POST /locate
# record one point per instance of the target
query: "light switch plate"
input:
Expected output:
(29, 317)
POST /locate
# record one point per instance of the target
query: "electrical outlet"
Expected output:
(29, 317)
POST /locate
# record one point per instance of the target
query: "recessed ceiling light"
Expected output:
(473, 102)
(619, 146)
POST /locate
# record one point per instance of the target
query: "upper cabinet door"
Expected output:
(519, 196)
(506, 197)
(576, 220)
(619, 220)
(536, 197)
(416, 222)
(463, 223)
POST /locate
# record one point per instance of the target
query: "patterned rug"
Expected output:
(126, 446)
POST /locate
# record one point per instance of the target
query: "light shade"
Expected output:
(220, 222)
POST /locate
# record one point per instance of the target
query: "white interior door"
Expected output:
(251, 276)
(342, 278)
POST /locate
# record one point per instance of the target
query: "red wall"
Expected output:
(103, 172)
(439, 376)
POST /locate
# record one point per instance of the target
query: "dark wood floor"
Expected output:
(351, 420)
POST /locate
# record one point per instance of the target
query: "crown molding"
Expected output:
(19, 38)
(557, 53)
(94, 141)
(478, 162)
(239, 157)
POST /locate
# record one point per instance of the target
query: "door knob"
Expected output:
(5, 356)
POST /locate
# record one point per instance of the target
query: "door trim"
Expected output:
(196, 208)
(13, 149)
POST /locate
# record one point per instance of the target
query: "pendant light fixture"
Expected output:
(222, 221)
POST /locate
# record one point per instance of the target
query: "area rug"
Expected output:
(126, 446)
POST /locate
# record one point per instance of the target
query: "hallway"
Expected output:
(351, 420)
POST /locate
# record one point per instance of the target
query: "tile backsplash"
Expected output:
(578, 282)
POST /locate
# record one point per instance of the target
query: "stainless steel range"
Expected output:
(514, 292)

**Your instructions**
Identify every line in the entries above that contains the string "door", and copy each of those lines in full.

**Result below**
query: "upper cabinet door"
query: "white interior door"
query: "door knob"
query: "door trim"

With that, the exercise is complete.